Your task - Reproduce the passage of the Alphabet value-stock article verbatim, starting with "Looking at the" and going on through "Nasdaq 100 Index.".

Source document -

There are generally two popular ways to invest in the stock market. Growth investors look for businesses that are usually increasing their sales at a rapid clip. Value-focused investors, on the other hand, look for stocks that are trading for cheap prices relative to competitors and their own fundamentals. Legendary investor Warren Buffett has made a successful career by focusing on the latter. 

Speaking of value investing, after the S&P 500 and the Nasdaq Composite Index dropped 19% and 33%, respectively, in 2022, there are certainly some attractive investment opportunities out there that are on the cheaper end of the spectrum. And you don't have to sacrifice business quality to own them. 

Here's why Alphabet (GOOGL -1.97%) (GOOG -1.96%) is my top value stock to buy right now. 

Looking at the P/E ratio 

To quickly assess the valuation of a specific company, investors can look at the popular price-to-earnings (P/E) ratio. This measures a stock's price relative to its earnings per share. A lower P/E multiple, all else equal, is a good sign because it could indicate the stock is undervalued. To be clear, this method can't work on businesses that don't have any profits. 

As of this writing, Alphabet shares are off 39% from their peak set in November 2021. As a result, the stock currently trades at a P/E multiple of 20. This is well below the stock's trailing three-, five-, and 10-year valuation averages. What's more, it is lower than the valuation of the Nasdaq 100 Index. 

Why has the stock been under so much pressure lately? Alphabet boomed during the coronavirus pandemic, and its stock price climbed quickly, rising 180% from the COVID low to its peak in late 2021. But once the market realized that the decades-high inflation numbers weren't transitory, and that interest rates were set to rise, investors completely soured on tech stocks. This hurt Alphabet's share price. 

We can also point to weakness in the digital advertising market. As executives prepare for a recession, they can quickly cut their marketing dollars. Since the bulk of company revenue comes from advertising, Alphabet felt the pain. Growth decelerated throughout 2022, with sales rising just 1% year over year in the fourth quarter.

Entries shown -

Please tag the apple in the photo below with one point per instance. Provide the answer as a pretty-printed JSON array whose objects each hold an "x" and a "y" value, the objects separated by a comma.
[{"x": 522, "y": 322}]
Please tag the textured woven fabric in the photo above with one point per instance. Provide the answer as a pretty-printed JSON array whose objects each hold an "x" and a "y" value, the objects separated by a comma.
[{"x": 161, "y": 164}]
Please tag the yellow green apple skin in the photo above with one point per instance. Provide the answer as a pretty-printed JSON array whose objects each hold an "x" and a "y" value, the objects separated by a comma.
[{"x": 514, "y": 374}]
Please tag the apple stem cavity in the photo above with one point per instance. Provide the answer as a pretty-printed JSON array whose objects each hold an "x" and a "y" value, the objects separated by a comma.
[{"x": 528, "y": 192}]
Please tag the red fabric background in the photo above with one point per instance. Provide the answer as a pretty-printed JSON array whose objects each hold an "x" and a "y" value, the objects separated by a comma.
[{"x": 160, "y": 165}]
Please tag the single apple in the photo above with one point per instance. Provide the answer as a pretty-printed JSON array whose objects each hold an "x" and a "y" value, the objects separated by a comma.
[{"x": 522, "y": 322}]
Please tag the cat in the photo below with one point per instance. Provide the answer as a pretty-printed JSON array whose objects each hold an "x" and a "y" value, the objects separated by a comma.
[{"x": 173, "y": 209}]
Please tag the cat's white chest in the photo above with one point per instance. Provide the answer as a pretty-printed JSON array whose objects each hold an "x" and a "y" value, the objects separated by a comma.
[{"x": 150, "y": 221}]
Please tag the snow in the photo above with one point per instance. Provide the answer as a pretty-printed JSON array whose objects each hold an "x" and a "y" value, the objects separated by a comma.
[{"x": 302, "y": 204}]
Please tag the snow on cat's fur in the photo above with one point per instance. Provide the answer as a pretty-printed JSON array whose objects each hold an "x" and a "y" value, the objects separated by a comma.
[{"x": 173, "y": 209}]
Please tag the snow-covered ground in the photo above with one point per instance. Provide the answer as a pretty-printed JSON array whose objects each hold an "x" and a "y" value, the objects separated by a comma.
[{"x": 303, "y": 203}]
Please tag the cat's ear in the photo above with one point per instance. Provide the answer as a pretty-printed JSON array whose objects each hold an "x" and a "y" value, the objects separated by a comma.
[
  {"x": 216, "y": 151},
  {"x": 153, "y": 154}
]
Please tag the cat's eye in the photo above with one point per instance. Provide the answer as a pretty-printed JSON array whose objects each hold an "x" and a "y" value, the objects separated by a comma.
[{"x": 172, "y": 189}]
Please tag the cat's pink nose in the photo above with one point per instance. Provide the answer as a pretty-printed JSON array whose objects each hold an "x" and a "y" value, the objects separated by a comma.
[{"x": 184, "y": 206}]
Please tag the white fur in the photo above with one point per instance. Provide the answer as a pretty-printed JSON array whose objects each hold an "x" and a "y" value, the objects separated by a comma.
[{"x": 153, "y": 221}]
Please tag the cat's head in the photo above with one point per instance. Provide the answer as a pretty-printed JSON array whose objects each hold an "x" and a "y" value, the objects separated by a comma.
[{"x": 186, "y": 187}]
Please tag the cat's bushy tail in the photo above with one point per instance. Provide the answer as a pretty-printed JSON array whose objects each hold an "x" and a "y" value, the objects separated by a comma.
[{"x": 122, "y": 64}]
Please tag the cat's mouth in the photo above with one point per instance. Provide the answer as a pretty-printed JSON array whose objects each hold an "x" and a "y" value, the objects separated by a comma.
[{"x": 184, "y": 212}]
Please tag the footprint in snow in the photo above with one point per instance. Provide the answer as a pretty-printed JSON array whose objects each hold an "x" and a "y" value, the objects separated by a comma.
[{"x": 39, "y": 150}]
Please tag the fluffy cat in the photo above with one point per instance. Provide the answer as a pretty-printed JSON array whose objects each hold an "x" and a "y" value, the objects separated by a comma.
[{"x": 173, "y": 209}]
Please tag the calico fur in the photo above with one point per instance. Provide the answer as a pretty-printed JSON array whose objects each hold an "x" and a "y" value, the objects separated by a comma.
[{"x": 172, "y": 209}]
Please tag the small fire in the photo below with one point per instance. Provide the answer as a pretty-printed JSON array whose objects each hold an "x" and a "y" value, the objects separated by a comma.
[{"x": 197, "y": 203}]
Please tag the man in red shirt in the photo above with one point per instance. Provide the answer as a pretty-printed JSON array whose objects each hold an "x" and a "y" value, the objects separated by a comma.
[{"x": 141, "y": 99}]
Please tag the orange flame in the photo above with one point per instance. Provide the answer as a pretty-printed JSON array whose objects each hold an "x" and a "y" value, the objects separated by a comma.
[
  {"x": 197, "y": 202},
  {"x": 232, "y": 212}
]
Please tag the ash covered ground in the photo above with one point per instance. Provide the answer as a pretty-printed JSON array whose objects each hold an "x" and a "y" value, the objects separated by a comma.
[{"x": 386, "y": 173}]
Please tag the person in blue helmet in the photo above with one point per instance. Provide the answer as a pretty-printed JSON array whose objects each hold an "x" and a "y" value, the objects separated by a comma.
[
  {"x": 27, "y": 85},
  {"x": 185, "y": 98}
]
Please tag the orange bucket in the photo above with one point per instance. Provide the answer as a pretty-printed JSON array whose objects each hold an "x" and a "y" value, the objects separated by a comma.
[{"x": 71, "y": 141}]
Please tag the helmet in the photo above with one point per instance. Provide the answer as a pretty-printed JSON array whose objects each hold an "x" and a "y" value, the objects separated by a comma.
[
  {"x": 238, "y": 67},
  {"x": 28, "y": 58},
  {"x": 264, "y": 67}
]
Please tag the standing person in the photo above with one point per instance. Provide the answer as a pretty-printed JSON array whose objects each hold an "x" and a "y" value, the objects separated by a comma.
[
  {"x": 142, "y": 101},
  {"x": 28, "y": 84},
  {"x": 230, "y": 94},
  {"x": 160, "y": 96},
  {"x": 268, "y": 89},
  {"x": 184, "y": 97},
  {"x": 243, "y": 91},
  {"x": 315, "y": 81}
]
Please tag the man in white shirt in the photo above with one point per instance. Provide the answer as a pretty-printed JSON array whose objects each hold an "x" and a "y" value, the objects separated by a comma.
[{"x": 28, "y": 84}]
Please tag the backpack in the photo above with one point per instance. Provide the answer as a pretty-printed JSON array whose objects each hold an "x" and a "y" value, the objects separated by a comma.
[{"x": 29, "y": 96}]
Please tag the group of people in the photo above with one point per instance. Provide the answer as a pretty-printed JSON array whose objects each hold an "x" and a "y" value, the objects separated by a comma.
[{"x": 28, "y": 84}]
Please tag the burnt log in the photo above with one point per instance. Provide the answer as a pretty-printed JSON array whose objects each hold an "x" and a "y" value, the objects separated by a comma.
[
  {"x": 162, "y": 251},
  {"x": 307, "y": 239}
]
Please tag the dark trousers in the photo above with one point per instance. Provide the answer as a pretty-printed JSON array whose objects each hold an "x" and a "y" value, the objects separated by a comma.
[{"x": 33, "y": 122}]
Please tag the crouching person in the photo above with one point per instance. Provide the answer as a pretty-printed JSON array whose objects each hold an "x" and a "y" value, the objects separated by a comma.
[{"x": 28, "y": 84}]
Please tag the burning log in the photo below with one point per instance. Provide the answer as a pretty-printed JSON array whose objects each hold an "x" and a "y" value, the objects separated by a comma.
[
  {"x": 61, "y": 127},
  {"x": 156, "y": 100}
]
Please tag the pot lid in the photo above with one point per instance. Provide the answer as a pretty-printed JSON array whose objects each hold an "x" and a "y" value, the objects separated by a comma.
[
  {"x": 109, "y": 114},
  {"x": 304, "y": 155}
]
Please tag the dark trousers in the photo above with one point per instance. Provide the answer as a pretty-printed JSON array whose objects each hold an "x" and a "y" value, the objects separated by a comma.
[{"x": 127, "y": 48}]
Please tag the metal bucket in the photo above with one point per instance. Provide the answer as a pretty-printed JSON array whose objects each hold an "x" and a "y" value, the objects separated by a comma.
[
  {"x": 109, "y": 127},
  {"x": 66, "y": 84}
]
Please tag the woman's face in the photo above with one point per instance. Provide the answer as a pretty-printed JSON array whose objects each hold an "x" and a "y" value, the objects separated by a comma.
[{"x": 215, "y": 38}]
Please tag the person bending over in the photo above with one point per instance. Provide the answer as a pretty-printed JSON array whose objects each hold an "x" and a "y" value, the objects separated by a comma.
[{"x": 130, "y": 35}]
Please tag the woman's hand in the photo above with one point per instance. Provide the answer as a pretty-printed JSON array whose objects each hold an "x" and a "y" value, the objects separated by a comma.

Result of this exercise -
Looking at the P/E ratio 

To quickly assess the valuation of a specific company, investors can look at the popular price-to-earnings (P/E) ratio. This measures a stock's price relative to its earnings per share. A lower P/E multiple, all else equal, is a good sign because it could indicate the stock is undervalued. To be clear, this method can't work on businesses that don't have any profits. 

As of this writing, Alphabet shares are off 39% from their peak set in November 2021. As a result, the stock currently trades at a P/E multiple of 20. This is well below the stock's trailing three-, five-, and 10-year valuation averages. What's more, it is lower than the valuation of the Nasdaq 100 Index.